Page text ▸

Favorable views of China in the United States have nosedived this year, according to the results of a Gallup survey published on Tuesday, after already negative sentiments fell further in the fallout of last month’s spy balloon saga.
Only 15 percent of U.S. adults said they held very or mostly favorable views of China, a decline of five percentage points from 12 months earlier and a record low after holding at 20 percent for two consecutive years, the polling showed.
American public opinion of the world’s No. 2 economy plummeted after the U.S.-China trade war began in 2018. That February, favorable views of the country reached 53 percent—the only time this century a majority of U.S. adults shared a positive opinion.
A record-low 15 percent of U.S. adults hold favorable views of China, according to a Gallup poll conducted from February 1-23, 2023. Gallup
In the years since, China’s reputation among Americans has taken a hit from the COVID-19 pandemic, and as successive Republican and Democratic administrations have more consistently articulated the complex challenges posed to the U.S. and its allies by the long-ruling Communist Party.
Gallup interviewed 1,008 U.S. adults between February 1-23, a period that began with all-day coverage of the Chinese surveillance balloon’s traversal over the continental U.S., and ended with renewed warnings from Washington that Beijing could soon supply Russia with lethal arms for its war in Ukraine.
In February 1989, an all-time high 72 percent of the U.S. public held favorable views of China. By August that year, two months after June’s Tiananmen Square crackdown, the figure plunged to 34 percent, according to Gallup, which has asked the question since diplomatic relations were established in 1979.
Half of U.S. adults perceive China as the U.S.’s greatest enemy, according to a Gallup poll conducted from February 1-23, 2023. Gallup
Today, positive opinions of China have declined to their lowest point among Republicans (6 percent), Democrats (17 percent) and independents (18 percent) alike, the results showed. In addition, exactly half of Americans said China was the U.S.’s greatest enemy, compared to about a third who chose Russia.
Topping the U.S. public’s concerns were China’s military might and its economic power. Majorities of 66 percent and 64 percent of respondents, respectively, said the two areas posed a “critical threat” to American interests in the decade ahead.
Meanwhile, U.S. public opinion on Taiwan, according to Gallup, has steadily risen in the last 20 years. The democratically governed island—claimed by Beijing but backed by Washington—was viewed favourably by 77 percent of Americans, up five points from 2021.
This view was largely consistent across the political divide, including among Republican (78 percent), Democratic (81 percent) and independent (75 percent) voters, the pollster said.

Directions ▸
1) In the article on American views of China, what share of U.S. adults viewed China favorably in February 1989?
2) Write the next part of the article on American views of China, picking up after its final sentence.
The records have no connection to the article on American views of China.

Source information ▸
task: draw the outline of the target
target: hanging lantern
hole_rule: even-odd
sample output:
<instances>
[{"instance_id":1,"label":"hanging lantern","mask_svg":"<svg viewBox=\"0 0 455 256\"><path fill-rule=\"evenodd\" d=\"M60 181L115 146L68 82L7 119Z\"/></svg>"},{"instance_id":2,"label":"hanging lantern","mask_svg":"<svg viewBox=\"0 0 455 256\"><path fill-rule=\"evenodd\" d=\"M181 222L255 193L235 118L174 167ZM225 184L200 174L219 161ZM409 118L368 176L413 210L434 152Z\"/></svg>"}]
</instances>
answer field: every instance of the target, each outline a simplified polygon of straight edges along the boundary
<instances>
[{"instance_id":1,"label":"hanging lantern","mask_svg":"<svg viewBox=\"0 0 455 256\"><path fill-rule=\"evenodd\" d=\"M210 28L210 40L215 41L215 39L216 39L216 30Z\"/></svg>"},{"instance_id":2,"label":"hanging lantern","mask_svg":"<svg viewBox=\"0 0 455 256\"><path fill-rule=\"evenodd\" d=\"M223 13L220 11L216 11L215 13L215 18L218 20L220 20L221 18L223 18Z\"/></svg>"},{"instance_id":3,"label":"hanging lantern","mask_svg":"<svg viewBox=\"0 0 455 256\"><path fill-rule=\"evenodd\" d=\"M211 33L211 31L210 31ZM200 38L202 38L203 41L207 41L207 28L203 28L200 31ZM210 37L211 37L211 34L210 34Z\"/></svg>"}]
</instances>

Written responses ▸
1) 72 percent, an all-time high.

2)
Some 47 percent of U.S. adults said the long-running dispute across the Taiwan Strait presented a critical threat to American interests in the next 10 years. Another 42 percent felt it was an “important but not critical” threat.
President Xi Jinping of China and other Chinese leaders attend the opening session of the National People’s Congress at the Great Hall of the People in Beijing on March 5, 2023. NOEL CELIS/AFP via Getty Images
Public opinion of China fares far better among developing nations than in the West, but Beijing counts on Washington and Brussels, and vice versa, for long-term economic prosperity.
The U.S. and China are two superpowers at a crossroads, each blaming the other for the state of the relationship while warning that tensions could spiral out of control.
On Tuesday, the new Chinese foreign minister, Qin Gang, accused the U.S. of attempting to “contain and suppress China” with a series of policies Washington says are aimed at plugging vulnerabilities and shoring up American advantages in critical industries of the future.
“If the U.S. does not put the brakes on and continues to speed down the wrong path, no amount of guardrails can prevent derailing, and there will surely be conflict and confrontation,” Qin said in reference to the White House’s desire to jointly avoid an unwanted clash.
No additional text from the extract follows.